* DATI MOSTRATI
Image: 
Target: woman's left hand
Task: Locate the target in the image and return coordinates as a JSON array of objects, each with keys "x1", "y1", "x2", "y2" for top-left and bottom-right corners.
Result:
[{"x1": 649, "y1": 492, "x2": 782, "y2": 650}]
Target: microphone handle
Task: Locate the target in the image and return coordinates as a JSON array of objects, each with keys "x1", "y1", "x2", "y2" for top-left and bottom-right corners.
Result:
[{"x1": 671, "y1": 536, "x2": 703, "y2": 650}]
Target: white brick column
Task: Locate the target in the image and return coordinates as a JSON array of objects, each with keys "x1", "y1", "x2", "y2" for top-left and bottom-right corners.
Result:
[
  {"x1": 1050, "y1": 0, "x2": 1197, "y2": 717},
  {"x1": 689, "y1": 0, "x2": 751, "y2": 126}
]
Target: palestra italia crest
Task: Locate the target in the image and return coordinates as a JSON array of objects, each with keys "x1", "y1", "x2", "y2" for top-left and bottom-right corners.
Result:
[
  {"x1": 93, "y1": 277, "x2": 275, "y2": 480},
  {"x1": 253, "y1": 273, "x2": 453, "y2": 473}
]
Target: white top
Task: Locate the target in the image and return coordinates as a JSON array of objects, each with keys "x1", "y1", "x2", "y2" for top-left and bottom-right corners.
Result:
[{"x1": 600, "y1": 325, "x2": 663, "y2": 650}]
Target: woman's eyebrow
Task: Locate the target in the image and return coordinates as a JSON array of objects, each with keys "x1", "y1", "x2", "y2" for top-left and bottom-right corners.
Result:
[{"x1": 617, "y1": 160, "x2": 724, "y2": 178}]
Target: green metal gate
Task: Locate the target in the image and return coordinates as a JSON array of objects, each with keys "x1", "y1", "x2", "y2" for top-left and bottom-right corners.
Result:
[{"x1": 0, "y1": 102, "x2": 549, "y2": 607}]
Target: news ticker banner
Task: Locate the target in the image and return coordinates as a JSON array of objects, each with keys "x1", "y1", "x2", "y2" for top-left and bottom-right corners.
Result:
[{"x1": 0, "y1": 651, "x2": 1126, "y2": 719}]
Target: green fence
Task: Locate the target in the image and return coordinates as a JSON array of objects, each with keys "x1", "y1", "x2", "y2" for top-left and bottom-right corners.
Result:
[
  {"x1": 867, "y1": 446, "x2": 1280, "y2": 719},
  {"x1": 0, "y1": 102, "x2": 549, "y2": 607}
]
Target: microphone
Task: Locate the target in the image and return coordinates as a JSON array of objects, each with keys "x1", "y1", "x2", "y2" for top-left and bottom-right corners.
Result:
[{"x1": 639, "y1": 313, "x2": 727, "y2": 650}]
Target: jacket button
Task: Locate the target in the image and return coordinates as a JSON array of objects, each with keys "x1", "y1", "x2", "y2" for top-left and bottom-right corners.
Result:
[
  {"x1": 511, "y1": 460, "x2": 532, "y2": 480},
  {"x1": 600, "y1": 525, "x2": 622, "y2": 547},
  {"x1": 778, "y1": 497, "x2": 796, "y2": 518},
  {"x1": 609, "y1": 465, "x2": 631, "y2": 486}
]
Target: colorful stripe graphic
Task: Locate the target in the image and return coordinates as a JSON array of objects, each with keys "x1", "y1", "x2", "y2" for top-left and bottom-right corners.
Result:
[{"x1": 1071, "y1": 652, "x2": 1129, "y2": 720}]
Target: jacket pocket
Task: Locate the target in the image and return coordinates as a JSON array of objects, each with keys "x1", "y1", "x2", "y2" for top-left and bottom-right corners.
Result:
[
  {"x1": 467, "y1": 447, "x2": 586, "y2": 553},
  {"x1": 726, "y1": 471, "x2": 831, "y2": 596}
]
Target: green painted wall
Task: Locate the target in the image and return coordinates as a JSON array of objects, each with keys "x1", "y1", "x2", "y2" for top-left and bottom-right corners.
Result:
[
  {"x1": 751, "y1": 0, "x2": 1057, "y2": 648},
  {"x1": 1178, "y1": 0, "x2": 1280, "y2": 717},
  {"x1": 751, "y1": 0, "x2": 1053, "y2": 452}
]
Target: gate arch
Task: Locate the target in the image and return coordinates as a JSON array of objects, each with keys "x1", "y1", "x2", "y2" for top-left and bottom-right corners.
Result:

* COMPITO RICHIESTO
Ripeti parola per parola tutti i dati qui sopra, senza cambiare nulla.

* RISPOSTA COMPLETA
Image: 
Target: woman's left hand
Task: Locate the target in the image and return coordinates as a JSON array of objects, each with keys "x1", "y1", "x2", "y2" for top-left and bottom-right corners.
Result:
[{"x1": 649, "y1": 492, "x2": 782, "y2": 650}]
Target: microphone handle
Task: Locate the target in the image and return coordinates as a JSON array of objects, each with keys "x1", "y1", "x2", "y2" for top-left and bottom-right corners.
Result:
[{"x1": 671, "y1": 536, "x2": 703, "y2": 650}]
Target: white brick column
Task: Locate the target in the image and return coordinates as a JSON array of objects, each with keys "x1", "y1", "x2", "y2" for top-left and bottom-right corners.
Result:
[
  {"x1": 1050, "y1": 0, "x2": 1197, "y2": 717},
  {"x1": 689, "y1": 0, "x2": 751, "y2": 126}
]
Target: palestra italia crest
Task: Locate the target in the image and return coordinates as a JSON array of objects, each with keys "x1", "y1", "x2", "y2" for top-left and bottom-right corners.
Result:
[
  {"x1": 93, "y1": 277, "x2": 275, "y2": 480},
  {"x1": 253, "y1": 273, "x2": 453, "y2": 473}
]
Target: white top
Task: Locate the target in the image and return coordinates as a JSON array of objects, each with keys "x1", "y1", "x2", "y2" for top-left and bottom-right corners.
Result:
[{"x1": 600, "y1": 325, "x2": 663, "y2": 650}]
Target: woman's eyebrow
Task: Locate the target in the image and return coordinates as a JSON array of objects, each with keys "x1", "y1", "x2", "y2" for top-left and bottom-right corners.
Result:
[{"x1": 617, "y1": 160, "x2": 724, "y2": 178}]
Target: green metal gate
Task: Locate the target in the image and return coordinates as a JSON array of objects, each with keys "x1", "y1", "x2", "y2" for top-left and bottom-right corners.
Result:
[{"x1": 0, "y1": 102, "x2": 549, "y2": 607}]
Target: news ticker banner
Task: Locate the target in the image and return coordinates as a JSON array of objects, each with keys "x1", "y1", "x2", "y2" for top-left and bottom-right corners.
Result:
[{"x1": 0, "y1": 651, "x2": 1126, "y2": 719}]
Target: green fence
Task: Locate the target in the image and return coordinates as a JSON array of objects, each with keys "x1", "y1", "x2", "y2" for top-left and bottom-right corners.
Result:
[
  {"x1": 867, "y1": 446, "x2": 1280, "y2": 719},
  {"x1": 0, "y1": 102, "x2": 549, "y2": 607}
]
Target: microphone
Task: Locate the target in the image and return coordinates as a JSON array of objects, each with keys "x1", "y1", "x2", "y2" for top-left and bottom-right corners.
Result:
[{"x1": 639, "y1": 313, "x2": 727, "y2": 650}]
Target: jacket button
Task: Locate the target in the image and return coordinates as a JSON array of objects, each with keys "x1", "y1", "x2", "y2" for top-left and bottom-right corners.
Result:
[
  {"x1": 511, "y1": 460, "x2": 532, "y2": 480},
  {"x1": 600, "y1": 525, "x2": 622, "y2": 547},
  {"x1": 778, "y1": 497, "x2": 796, "y2": 518},
  {"x1": 609, "y1": 465, "x2": 631, "y2": 486}
]
Target: colorful stripe graphic
Task: Locate the target in the image and return coordinates as a JSON array of objects, each with keys "x1", "y1", "x2", "y2" for top-left and bottom-right corners.
Result:
[{"x1": 1071, "y1": 652, "x2": 1129, "y2": 720}]
Target: jacket pocket
Task: Locate the target in the image and return coordinates as a JSON array of objects, each with keys "x1", "y1", "x2", "y2" for top-left and bottom-right corners.
Result:
[
  {"x1": 467, "y1": 447, "x2": 586, "y2": 553},
  {"x1": 726, "y1": 471, "x2": 831, "y2": 596}
]
Target: green painted wall
Task: Locate the target in the image and return coordinates as a JSON array of objects, each with keys "x1", "y1", "x2", "y2" for top-left and bottom-right corners.
Result:
[
  {"x1": 751, "y1": 0, "x2": 1057, "y2": 648},
  {"x1": 1178, "y1": 0, "x2": 1280, "y2": 717},
  {"x1": 751, "y1": 0, "x2": 1053, "y2": 452}
]
Target: gate arch
Task: Locate the target in the image and return coordinates as a JSON array of objects, each with keys "x1", "y1", "x2", "y2" for top-left and bottom-right corners.
Result:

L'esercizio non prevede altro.